Ähnlich selbstverständlich ergibt sich der Dachraum darüber. Ursprünglich nicht zur Nutzung gedacht, wurde beim Dämmen der Saaldecke das räumliche Potenzial des Ortes erkannt. Er wird zukünftig als erweiterter Innenraum im Übergang zum Außenraum verwendet werden. Denn obwohl die Architekturschaffenden nur einen Bretterboden verlegt haben, wird sich der offene Dachraum nicht nur für Treffen der Meßdiener(innen) eignen.
Chapeau an die Vernunft des Studio SAAL, nicht sämtliche Nutzungen und Abläufe vorzudefinieren, sondern es zuzulassen, dass sich die Menschen das Vorhandene aneignen. Ganz nach dem Leitsatz: Architektur ist Hintergrund.
Aber nicht nur der Saal wird gut bei der Gemeinschaft ankommen, sondern auch der Pfarrhof. Denn hier wurde über dem Pfarrbüro hochwertiger Wohnraum geschaffen.

Das Wohnambiente ließ sich durch eine großzügige Belichtung und durch sensiblen Sanierungs- und Restaurierungsstandard schaffen. Sogar die feinen Abrundungen entlang der Zimmerdecken sind erhalten. Die zukünftigen Bewohnerinnen und Bewohner werden sich beflügelt fühlen, insofern sie auch die
barocken Möbel mögen können. Die Architektin und der Architekt sind sich einig: Obwohl der Entwurfs- und Projektierungsprozess ein langwieriger war und das barockisierte Gebäude nicht der Norm des Wohnungsmarkts entspricht, trägt eine höhere Qualität zu guter Letzt auch zu einer höheren Wertschätzung bei. Alles scheint so still und angemessen nicht des Lockdowns wegen, sondern geschuldet der Bescheidenheit der jungen Planenden.

==============================

**AUFGABE**
Übernehmen Sie aus dem Text über Saal und Pfarrhof wortgetreu alles von „Ähnlich selbstverständlich ergibt“ bis hinunter zu „hochwertiger Wohnraum geschaffen.“.

**Datensätze mit Punktannotationen**
==============================

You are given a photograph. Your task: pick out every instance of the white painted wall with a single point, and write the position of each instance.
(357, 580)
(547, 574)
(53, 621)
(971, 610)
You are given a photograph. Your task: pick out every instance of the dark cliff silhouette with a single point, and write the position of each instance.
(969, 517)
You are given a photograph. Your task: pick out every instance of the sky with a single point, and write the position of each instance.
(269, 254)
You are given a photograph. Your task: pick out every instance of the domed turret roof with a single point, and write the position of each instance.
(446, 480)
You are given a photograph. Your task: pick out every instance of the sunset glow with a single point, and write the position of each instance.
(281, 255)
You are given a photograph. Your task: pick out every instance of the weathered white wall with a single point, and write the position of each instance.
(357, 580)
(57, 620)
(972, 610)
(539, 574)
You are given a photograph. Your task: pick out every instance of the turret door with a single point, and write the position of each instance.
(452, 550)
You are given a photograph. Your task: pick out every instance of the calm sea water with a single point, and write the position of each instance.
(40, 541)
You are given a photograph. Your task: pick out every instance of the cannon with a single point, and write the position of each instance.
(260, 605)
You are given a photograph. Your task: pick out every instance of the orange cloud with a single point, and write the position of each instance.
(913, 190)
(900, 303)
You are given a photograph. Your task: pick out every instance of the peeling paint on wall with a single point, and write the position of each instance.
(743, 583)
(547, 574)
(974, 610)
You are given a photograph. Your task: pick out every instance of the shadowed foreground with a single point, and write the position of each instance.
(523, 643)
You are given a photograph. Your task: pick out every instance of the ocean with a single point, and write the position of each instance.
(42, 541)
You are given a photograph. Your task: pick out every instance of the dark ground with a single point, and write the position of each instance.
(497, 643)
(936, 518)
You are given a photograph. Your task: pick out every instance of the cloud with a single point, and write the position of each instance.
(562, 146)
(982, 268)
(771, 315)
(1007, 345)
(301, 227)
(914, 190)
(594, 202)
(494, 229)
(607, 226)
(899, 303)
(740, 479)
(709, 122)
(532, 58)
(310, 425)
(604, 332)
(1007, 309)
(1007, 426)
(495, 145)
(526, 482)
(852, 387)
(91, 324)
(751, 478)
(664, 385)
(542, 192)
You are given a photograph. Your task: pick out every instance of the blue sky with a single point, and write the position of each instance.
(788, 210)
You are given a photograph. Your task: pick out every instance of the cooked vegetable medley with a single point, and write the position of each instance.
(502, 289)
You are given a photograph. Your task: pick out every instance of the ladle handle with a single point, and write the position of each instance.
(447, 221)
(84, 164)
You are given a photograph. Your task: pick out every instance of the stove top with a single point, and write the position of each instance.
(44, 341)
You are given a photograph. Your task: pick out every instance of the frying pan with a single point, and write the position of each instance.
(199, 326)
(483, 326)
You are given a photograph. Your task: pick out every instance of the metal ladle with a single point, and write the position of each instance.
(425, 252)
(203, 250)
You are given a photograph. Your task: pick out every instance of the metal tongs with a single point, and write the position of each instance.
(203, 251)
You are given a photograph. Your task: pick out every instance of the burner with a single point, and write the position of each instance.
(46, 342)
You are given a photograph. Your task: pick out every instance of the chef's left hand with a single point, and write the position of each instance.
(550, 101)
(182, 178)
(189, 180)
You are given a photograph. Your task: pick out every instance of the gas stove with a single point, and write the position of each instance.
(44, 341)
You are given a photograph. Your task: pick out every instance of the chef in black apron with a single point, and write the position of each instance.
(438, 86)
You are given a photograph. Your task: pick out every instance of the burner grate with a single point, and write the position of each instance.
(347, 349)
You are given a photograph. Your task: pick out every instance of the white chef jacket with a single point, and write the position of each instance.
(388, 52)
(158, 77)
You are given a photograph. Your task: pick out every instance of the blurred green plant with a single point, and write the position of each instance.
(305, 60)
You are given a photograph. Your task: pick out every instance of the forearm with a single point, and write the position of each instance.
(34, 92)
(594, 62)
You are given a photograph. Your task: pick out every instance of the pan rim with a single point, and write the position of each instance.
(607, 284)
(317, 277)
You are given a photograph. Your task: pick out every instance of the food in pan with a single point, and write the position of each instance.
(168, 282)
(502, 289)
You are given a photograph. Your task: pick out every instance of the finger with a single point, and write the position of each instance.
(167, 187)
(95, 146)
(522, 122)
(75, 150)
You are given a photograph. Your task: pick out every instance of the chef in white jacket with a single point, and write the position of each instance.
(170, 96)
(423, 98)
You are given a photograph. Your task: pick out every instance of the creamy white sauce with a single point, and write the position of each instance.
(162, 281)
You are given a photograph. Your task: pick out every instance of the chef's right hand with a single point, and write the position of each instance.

==============================

**LÖSUNG**
Ähnlich selbstverständlich ergibt sich der Dachraum darüber. Ursprünglich nicht zur Nutzung gedacht, wurde beim Dämmen der Saaldecke das räumliche Potenzial des Ortes erkannt. Er wird zukünftig als erweiterter Innenraum im Übergang zum Außenraum verwendet werden. Denn obwohl die Architekturschaffenden nur einen Bretterboden verlegt haben, wird sich der offene Dachraum nicht nur für Treffen der Meßdiener(innen) eignen.
Chapeau an die Vernunft des Studio SAAL, nicht sämtliche Nutzungen und Abläufe vorzudefinieren, sondern es zuzulassen, dass sich die Menschen das Vorhandene aneignen. Ganz nach dem Leitsatz: Architektur ist Hintergrund.
Aber nicht nur der Saal wird gut bei der Gemeinschaft ankommen, sondern auch der Pfarrhof. Denn hier wurde über dem Pfarrbüro hochwertiger Wohnraum geschaffen.